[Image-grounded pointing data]
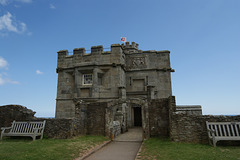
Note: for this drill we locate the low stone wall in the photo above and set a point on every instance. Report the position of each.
(192, 128)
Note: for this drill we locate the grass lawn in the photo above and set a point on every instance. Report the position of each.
(164, 149)
(47, 149)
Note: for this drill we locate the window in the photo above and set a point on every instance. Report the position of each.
(87, 79)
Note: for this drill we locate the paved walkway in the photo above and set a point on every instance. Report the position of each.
(124, 147)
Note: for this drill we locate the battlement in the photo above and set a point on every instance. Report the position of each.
(99, 50)
(127, 45)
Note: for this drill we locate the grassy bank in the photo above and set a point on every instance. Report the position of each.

# Activity
Each of the lines from the one that contains "Note: for this drill we locate the window" through the last line of the data needs to be repeated exactly, with no others.

# The answer
Note: for this drill we locate the window in the photo above and set a point on every instance. Report the position of each.
(87, 79)
Note: for this drill we locate the paved walkway in the photo above and set a point on every instance. Report the position of each.
(124, 147)
Note: for this drill we locate the battlement in the photo above and set a point on every instance. Report the position of each.
(99, 50)
(127, 45)
Note: for this drill we locate the grassy bank in the photo above and set a point on every instance. Report the position of each.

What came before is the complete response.